RECORDS FOR THE EXERCISE:
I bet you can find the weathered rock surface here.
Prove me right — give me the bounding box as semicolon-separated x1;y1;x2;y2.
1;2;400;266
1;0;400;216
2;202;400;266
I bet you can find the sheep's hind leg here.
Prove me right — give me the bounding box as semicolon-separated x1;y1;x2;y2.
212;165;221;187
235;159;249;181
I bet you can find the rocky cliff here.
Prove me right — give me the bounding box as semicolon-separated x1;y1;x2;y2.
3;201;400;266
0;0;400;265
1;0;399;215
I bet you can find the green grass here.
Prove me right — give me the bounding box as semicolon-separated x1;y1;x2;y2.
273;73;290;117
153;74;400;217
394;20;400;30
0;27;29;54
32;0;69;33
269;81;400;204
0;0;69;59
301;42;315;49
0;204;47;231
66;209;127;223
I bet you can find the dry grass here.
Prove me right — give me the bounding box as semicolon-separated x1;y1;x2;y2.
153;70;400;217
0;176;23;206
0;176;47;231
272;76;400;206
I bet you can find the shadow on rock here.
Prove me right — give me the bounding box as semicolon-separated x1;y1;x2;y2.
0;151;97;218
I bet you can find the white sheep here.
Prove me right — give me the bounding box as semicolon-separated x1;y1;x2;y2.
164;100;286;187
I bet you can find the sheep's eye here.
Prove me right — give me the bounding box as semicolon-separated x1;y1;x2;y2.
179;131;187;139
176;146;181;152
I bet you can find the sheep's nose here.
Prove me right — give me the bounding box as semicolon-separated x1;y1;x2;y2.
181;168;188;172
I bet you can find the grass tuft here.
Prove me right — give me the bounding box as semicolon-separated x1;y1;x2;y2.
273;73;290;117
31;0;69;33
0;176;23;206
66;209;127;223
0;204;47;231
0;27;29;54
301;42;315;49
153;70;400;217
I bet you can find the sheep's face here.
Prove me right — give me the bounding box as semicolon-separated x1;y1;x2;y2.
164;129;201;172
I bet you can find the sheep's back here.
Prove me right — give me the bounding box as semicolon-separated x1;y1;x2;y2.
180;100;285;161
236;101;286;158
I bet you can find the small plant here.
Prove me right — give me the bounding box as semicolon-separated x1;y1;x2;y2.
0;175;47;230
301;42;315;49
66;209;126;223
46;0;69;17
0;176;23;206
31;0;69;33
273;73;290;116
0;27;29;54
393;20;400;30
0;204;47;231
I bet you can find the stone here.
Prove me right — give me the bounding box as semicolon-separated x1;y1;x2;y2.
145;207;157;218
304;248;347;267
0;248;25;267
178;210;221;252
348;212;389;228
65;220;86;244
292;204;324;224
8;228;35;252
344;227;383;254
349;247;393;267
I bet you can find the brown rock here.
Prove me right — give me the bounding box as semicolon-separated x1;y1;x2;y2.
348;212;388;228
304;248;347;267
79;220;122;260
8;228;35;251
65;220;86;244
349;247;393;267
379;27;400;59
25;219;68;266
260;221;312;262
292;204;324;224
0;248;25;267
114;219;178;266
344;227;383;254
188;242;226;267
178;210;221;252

DESCRIPTION OF THE TASK: For the material, state how many lines include the string "grass"; the answer is that number alone.

THE COMPLETED TASK: 3